== Extrait fourni ==
Numéro 6 - Juin 2023

Bulletin des arrêts des chambres civiles

Bulletin des arrêts des chambres civiles

Numéro 6 - Juin 2023

COPROPRIETE

3e Civ., 8 juin 2023, n° 21-15.692, (B), FS

Rejet

Action en justice – Action individuelle des copropriétaires – Action concernant la propriété ou la jouissance des lots – Atteinte aux parties communes – Atteinte du fait d'un tiers à la copropriété – Action tendant à la remise en état des parties communes – Action en paiement – Recevabilité

Un copropriétaire n'a pas qualité à agir en paiement du coût de travaux de remise en état de parties communes rendus nécessaires par une atteinte portée à celles-ci par un tiers à la copropriété.

Faits et procédure

1.Selon l'arrêt attaqué (Rennes, 25 février 2021), la société Euro Crédim ingénierie a conclu avec la société Ker Ar Mor un contrat de promotion immobilière portant sur la construction d'un immeuble livrable au quatrième trimestre 2010, destiné à être exploité comme résidence-services, qui a été vendu en l'état futur d'achèvement et soumis au statut de la copropriété.

2. Se plaignant d'un retard de livraison, de non-conformités et de malfaçons, MM. [J], [PE], [X], [M], [W], [L], [V], [F], [DE], Mmes [E], [JE], [GE], M. et Mme [WE], M. et Mme [AJ], M. et Mme [WV], M. et Mme [CN], la société Colmat, la société DP2L, la société HM, la société MPFD, la société Netene et la société Occelli Invest, propriétaires de lots (les copropriétaires) et la société Euro Crédim ingénierie ont assigné en indemnisation de leurs préjudices la société Ker Ar Mor, la société AXA France IARD, assureur de responsabilité du constructeur non-réalisateur et dommages-ouvrage, la société Imagine architecture, chargée d'une mission de maîtrise d'oeuvre de conception, la société TPF ingénierie, venue aux droits de la société Ouest coordination, chargée d'une mission de maîtrise d'oeuvre d'exécution, la Société mutuelle d'assurance du bâtiment et des travaux publics (SMABTP) et la société Zurich Insurance Public Limited Company, ses assureurs, la société Celt'étanch, pour le lot étanchéité, la société Maugin, pour le lot menuiseries extérieures, la société Plassart menuiserie, pour le lot menuiseries intérieures, la société Laurent Garin, pour le lot électricité, et la société Bat ingénierie, pour le lot piscine.
===
▶ [Consigne A]
Comptez les lignes des entrées qui contiennent le mot « blouse », puis donnez uniquement ce nombre.
L'extrait et les entrées constituent deux matériaux distincts.
== Entrées du corpus ==
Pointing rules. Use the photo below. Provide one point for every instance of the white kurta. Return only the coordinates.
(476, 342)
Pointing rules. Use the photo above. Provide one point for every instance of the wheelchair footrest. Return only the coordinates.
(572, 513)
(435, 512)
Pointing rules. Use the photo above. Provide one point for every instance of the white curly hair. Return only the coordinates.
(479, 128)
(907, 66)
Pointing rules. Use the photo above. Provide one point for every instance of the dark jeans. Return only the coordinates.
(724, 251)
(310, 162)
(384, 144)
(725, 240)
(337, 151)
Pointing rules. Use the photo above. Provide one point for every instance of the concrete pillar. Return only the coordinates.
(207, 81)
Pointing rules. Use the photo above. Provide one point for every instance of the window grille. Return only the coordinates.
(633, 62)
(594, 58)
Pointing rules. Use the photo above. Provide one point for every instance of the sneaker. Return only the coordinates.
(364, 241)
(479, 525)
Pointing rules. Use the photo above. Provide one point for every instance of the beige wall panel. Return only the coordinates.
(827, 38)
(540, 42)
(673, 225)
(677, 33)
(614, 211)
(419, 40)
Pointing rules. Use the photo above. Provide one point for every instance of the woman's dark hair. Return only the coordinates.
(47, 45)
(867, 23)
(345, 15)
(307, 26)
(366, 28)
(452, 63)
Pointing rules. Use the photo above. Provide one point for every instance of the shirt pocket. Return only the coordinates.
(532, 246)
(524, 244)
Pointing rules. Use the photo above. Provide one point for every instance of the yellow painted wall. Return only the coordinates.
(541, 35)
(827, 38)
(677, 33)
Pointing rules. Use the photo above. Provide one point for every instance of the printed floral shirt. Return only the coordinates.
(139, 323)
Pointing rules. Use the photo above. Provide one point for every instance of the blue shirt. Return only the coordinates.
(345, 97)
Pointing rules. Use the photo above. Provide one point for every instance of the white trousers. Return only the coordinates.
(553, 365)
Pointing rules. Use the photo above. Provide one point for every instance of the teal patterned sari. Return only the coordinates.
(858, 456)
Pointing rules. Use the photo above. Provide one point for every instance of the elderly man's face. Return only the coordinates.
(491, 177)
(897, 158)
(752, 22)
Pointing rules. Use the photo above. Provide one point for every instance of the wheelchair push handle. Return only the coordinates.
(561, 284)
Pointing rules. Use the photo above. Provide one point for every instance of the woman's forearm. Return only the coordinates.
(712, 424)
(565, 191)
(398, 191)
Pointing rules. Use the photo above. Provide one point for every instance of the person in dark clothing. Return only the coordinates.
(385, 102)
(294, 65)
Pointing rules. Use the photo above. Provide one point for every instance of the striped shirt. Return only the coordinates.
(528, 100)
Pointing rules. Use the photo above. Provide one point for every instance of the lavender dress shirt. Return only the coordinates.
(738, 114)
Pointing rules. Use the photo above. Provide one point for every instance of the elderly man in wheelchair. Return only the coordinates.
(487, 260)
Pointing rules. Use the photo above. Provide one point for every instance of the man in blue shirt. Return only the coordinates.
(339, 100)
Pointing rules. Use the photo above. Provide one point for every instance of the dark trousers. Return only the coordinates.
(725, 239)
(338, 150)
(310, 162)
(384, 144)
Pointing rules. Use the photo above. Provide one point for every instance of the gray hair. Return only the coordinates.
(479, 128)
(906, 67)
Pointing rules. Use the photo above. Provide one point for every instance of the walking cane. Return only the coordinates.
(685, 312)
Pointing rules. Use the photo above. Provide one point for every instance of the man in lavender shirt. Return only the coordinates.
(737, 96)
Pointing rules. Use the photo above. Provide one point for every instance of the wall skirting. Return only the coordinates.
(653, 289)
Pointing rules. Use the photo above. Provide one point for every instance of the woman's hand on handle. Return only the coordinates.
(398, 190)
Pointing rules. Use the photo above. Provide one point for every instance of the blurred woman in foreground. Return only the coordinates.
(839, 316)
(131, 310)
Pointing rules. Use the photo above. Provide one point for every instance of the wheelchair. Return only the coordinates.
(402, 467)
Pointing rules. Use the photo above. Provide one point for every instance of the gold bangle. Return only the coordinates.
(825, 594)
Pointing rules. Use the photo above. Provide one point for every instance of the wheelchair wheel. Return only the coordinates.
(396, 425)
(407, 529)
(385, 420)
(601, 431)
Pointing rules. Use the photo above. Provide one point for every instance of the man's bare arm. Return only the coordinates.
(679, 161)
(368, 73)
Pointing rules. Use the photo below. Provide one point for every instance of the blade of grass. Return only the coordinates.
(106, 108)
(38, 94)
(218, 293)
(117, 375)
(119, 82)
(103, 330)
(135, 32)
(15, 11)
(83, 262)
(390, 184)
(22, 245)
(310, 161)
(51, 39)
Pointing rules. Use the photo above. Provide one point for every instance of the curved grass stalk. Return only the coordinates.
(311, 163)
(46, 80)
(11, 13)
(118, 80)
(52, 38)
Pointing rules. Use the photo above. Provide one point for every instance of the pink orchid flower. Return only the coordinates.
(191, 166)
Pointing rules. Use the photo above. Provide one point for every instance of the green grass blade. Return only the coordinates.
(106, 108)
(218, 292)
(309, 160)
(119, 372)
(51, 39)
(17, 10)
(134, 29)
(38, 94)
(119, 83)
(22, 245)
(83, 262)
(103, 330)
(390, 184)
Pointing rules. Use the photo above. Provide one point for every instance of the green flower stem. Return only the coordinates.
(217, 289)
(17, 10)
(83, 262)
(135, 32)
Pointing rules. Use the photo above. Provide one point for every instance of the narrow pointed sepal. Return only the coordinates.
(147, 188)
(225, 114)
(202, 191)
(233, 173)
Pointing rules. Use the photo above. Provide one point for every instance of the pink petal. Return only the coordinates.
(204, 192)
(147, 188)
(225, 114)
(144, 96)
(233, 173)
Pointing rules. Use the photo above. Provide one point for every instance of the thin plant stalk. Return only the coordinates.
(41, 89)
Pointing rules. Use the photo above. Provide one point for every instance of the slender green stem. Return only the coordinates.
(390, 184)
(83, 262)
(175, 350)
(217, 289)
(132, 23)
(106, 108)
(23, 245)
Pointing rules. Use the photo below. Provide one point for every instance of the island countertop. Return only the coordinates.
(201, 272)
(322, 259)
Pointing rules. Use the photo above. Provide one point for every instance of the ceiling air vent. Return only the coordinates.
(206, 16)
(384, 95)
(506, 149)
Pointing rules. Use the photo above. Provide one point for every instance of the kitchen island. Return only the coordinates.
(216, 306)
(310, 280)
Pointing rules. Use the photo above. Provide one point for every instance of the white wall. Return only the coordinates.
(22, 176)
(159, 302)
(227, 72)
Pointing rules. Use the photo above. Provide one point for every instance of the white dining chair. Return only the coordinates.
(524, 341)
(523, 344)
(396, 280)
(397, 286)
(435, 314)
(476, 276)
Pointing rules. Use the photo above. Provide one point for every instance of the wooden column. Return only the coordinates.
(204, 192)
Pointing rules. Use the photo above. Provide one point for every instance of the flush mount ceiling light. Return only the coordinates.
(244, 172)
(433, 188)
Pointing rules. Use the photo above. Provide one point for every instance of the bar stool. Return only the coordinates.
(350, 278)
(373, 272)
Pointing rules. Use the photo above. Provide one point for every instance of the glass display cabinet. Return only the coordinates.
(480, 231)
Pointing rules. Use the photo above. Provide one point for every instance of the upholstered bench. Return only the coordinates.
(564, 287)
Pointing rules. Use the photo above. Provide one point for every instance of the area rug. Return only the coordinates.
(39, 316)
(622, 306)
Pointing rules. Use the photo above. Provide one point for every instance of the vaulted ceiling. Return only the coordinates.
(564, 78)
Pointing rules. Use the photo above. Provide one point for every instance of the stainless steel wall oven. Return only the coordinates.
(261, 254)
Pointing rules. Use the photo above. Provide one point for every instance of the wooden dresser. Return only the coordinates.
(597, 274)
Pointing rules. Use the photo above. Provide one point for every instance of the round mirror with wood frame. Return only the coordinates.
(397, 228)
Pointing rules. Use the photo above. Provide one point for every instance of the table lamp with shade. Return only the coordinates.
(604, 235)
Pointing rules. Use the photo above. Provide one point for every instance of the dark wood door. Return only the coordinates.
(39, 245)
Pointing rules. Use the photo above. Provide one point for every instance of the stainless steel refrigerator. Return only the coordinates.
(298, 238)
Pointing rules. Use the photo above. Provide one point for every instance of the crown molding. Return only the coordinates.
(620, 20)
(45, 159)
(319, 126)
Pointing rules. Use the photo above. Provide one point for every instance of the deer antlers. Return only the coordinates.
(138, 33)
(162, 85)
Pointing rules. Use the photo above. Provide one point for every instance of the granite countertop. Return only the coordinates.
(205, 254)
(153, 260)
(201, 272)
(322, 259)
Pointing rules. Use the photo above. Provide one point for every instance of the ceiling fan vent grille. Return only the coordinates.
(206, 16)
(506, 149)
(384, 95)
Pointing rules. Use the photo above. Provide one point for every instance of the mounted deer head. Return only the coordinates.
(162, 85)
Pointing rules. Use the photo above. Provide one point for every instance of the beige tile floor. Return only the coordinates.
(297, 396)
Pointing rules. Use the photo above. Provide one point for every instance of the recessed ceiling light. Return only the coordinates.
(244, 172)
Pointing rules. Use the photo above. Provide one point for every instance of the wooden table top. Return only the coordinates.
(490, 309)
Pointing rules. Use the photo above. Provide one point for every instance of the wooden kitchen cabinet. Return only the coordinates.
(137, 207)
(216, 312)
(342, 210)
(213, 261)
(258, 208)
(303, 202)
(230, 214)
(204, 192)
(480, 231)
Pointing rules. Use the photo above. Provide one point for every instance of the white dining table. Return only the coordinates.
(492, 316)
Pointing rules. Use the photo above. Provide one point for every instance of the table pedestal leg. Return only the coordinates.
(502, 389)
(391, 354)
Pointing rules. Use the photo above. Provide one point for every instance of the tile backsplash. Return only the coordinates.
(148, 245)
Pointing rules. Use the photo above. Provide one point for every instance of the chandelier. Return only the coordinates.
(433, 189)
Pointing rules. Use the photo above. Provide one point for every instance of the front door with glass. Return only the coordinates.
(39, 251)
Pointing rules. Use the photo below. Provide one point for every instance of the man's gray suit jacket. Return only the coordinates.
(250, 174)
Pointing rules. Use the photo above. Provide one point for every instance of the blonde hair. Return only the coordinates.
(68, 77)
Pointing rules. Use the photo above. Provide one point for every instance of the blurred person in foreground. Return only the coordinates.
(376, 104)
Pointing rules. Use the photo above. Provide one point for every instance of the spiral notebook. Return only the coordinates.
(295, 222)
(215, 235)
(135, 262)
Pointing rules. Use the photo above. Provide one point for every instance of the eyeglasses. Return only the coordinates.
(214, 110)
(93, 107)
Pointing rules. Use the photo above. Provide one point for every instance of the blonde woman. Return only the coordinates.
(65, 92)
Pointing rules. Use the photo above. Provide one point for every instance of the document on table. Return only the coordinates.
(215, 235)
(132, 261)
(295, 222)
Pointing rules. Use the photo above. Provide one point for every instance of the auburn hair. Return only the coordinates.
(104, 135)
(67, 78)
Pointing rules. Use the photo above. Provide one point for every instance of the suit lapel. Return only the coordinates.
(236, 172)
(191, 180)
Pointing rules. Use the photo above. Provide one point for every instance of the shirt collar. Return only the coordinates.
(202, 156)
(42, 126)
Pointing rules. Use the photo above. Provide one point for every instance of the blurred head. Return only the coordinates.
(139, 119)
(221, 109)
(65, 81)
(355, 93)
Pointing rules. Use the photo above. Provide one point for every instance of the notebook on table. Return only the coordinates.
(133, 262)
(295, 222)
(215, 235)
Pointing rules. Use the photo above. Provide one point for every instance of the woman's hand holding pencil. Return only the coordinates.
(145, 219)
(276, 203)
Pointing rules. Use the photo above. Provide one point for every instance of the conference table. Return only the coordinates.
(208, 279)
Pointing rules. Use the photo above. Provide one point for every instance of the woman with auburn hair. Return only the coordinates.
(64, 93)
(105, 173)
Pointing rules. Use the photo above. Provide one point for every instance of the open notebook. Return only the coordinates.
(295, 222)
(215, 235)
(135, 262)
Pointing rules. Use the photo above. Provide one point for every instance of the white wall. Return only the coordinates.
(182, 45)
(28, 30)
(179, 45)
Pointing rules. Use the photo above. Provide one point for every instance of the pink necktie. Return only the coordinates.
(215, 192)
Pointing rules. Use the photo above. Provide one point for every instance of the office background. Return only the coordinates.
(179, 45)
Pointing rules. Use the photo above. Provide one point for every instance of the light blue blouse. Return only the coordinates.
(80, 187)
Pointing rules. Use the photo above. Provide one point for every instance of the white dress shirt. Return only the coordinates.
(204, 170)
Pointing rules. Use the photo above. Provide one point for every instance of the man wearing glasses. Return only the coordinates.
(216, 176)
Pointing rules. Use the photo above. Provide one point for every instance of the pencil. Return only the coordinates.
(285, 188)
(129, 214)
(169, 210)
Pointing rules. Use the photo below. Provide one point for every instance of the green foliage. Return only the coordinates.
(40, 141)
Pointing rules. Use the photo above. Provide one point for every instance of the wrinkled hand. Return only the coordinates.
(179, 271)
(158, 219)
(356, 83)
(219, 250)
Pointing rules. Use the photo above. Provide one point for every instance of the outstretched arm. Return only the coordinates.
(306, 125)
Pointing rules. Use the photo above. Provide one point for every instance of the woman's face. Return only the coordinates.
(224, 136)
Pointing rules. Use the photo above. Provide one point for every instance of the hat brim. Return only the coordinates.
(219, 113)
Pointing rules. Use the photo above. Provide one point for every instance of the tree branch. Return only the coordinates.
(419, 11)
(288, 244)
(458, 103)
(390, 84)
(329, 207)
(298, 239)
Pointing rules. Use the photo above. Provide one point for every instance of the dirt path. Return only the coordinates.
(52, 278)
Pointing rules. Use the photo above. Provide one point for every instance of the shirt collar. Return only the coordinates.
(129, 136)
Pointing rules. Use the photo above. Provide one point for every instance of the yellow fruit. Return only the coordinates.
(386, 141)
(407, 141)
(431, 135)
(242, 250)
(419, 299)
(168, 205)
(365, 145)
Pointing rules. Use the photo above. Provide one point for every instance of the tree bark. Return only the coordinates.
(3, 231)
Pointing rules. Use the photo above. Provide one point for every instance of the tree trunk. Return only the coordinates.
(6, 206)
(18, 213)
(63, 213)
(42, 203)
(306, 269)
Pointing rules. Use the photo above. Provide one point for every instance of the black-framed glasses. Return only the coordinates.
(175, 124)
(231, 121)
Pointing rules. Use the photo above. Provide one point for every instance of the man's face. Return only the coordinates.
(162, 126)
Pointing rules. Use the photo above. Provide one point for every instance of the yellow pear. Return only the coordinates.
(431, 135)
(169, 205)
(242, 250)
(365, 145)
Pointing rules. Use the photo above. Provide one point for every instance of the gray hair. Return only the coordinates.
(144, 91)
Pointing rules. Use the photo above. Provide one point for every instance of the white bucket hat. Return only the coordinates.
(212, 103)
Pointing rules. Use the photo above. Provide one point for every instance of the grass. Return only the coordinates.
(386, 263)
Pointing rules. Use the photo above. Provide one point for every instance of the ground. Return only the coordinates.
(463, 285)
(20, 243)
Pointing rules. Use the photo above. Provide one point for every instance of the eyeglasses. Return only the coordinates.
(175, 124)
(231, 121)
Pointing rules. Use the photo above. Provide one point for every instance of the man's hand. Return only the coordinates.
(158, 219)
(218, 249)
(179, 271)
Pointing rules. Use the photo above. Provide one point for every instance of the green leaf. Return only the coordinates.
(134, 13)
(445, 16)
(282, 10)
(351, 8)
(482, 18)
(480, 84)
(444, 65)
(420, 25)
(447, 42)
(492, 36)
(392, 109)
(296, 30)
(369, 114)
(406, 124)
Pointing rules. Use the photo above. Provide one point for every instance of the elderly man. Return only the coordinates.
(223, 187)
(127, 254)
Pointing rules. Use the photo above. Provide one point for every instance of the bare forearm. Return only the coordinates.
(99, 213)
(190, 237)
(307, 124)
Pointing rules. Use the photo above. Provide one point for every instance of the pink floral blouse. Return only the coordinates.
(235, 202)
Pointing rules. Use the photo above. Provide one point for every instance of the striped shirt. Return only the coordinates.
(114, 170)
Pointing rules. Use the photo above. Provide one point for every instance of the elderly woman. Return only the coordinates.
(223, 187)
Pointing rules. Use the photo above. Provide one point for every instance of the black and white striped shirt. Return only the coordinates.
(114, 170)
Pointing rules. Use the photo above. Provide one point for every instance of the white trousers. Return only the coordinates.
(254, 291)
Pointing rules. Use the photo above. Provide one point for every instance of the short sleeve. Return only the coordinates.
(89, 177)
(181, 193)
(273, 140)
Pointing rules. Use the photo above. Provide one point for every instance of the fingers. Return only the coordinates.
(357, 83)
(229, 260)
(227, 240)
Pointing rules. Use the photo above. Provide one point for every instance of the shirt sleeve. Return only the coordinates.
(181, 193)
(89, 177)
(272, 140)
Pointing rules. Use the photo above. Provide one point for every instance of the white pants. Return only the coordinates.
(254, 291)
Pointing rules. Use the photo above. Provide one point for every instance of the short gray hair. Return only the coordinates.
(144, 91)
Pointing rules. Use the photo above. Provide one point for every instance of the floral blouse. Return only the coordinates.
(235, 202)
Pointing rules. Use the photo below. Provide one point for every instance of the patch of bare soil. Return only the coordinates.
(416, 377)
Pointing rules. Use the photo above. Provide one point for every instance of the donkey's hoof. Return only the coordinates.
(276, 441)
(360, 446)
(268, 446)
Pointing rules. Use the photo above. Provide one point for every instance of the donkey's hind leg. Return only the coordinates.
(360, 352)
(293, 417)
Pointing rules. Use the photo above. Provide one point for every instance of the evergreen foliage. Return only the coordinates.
===
▶ [Consigne B]
Recopiez l'extrait depuis « Action en justice – » jusqu'à « à la copropriété. » inclus.

▶ [Corrigé A]
3

▶ [Corrigé B]
Action en justice – Action individuelle des copropriétaires – Action concernant la propriété ou la jouissance des lots – Atteinte aux parties communes – Atteinte du fait d'un tiers à la copropriété – Action tendant à la remise en état des parties communes – Action en paiement – Recevabilité

Un copropriétaire n'a pas qualité à agir en paiement du coût de travaux de remise en état de parties communes rendus nécessaires par une atteinte portée à celles-ci par un tiers à la copropriété.